◆ WHAT IS BEING ASKED
From the commentary below on women's wrestling, copy word for word the stretch from "It’s not really" through "never stop evolving.".

◆ EXTRACTED TEXT
═══
Now what was dubbed as a “generational face-off” by Stratus actually is: she and Lita were icons of the Attitude Era, while James and Fox were Divas-era stalwarts, all of whom (Fox, as a black woman, less so) were allowed by the men who run wrestling to push past those limitations that they adhered to for so long. Any long-time women’s wrestling fans will remember that the former three women were casualties of this status quo: James was the butt of fat jokes, Stratus was made to bark like her dog in her underwear by Vince McMahon, and Lita was slut-shamed on-air when her private relationships were made public. Shaming the women who experienced this workplace harassment isn’t standing against misogyny; it’s putting them down for being at the mercy of a male-dominated industry and for doing what they had to survive in it.

It’s not really surprising, then, that Vince McMahon is running Evolution and WWE’s writers’ room is made up almost entirely of men, given the regressive discourse and cobbled together matches surrounding the build-up to it. They don’t think that being a Diva—a category they resigned women to—is a positive thing because for so long it was meant to subjugate women. And in their imagining of it, it’s not.

So, to be a Diva today is not to be feminized in the way wrestling has traditionally positioned it: beautiful but weak. Those who are reclaiming or defending the term recognize it as the embodiment of the resilience and drive that comes with constantly being underestimated; to remember the journey women’s wrestling has taken through a male-dominated industry, and to never stop evolving.
═══
◆ LISTED ENTRIES
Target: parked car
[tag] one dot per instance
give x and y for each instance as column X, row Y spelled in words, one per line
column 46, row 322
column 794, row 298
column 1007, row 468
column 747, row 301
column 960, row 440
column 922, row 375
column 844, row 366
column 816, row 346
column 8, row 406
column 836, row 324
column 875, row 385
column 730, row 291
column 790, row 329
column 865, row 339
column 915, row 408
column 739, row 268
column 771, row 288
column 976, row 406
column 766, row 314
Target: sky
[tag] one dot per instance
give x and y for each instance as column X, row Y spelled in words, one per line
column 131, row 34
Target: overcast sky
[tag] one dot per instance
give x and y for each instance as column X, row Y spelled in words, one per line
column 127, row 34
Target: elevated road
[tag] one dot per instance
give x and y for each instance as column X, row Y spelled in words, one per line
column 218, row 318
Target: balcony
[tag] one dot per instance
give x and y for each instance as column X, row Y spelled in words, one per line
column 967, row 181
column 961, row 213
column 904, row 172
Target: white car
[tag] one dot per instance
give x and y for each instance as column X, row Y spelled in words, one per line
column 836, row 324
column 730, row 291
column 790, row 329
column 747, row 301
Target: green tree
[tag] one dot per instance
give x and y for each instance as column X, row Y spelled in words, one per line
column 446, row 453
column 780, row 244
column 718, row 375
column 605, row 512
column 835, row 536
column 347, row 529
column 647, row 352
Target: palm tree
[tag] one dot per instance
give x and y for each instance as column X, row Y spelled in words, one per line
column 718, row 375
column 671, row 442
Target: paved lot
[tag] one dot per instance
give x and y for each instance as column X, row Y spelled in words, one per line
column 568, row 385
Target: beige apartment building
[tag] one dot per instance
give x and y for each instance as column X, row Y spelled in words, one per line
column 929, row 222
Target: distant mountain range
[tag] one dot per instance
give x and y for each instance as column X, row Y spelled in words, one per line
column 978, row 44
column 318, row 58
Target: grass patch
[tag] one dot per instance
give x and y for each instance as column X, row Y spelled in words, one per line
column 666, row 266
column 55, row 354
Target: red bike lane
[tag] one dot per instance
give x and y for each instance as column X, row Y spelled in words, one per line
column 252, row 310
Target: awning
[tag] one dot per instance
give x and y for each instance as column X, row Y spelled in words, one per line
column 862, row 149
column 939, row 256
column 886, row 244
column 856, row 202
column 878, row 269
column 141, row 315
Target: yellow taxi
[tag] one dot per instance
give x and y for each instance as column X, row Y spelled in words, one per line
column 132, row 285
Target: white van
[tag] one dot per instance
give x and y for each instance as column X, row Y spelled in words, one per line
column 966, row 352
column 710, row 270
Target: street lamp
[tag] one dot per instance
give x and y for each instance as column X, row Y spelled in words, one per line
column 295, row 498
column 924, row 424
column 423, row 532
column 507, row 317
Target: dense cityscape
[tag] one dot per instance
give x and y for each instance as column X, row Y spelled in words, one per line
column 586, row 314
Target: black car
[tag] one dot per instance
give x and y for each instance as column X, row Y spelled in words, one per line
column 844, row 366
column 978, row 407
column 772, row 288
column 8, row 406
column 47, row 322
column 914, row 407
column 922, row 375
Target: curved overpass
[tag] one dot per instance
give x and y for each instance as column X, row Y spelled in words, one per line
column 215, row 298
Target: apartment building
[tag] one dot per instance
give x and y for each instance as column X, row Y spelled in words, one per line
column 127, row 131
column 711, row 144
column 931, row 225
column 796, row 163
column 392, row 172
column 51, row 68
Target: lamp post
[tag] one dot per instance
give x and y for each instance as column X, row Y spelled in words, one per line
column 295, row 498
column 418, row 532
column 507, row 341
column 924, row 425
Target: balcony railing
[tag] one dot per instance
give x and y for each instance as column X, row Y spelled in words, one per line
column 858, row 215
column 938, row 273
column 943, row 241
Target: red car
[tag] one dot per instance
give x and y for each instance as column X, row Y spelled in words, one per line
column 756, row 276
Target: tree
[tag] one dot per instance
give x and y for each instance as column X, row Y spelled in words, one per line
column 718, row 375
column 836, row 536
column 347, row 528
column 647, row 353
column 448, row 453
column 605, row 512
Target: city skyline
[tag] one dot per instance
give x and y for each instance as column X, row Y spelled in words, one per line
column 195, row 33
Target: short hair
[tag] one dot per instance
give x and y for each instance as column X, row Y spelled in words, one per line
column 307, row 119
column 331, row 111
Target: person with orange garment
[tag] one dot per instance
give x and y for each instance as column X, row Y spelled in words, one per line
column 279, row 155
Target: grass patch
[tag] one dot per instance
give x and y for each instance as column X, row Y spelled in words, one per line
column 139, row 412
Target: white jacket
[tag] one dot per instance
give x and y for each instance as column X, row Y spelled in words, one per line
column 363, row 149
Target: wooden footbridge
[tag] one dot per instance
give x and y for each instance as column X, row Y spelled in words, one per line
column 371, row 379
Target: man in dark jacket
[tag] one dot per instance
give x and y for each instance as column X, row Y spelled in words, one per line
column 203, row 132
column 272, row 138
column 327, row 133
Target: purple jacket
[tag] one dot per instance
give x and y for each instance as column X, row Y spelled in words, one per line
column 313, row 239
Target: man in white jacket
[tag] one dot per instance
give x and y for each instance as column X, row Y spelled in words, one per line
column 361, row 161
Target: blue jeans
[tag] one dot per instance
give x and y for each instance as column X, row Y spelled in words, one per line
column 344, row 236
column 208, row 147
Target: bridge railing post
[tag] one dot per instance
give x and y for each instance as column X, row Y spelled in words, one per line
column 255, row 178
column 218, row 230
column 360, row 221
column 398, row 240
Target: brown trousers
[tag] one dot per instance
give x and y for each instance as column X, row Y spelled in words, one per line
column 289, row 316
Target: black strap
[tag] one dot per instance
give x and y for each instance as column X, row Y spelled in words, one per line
═══
◆ OUTPUT OF THE EXERCISE
It’s not really surprising, then, that Vince McMahon is running Evolution and WWE’s writers’ room is made up almost entirely of men, given the regressive discourse and cobbled together matches surrounding the build-up to it. They don’t think that being a Diva—a category they resigned women to—is a positive thing because for so long it was meant to subjugate women. And in their imagining of it, it’s not.

So, to be a Diva today is not to be feminized in the way wrestling has traditionally positioned it: beautiful but weak. Those who are reclaiming or defending the term recognize it as the embodiment of the resilience and drive that comes with constantly being underestimated; to remember the journey women’s wrestling has taken through a male-dominated industry, and to never stop evolving.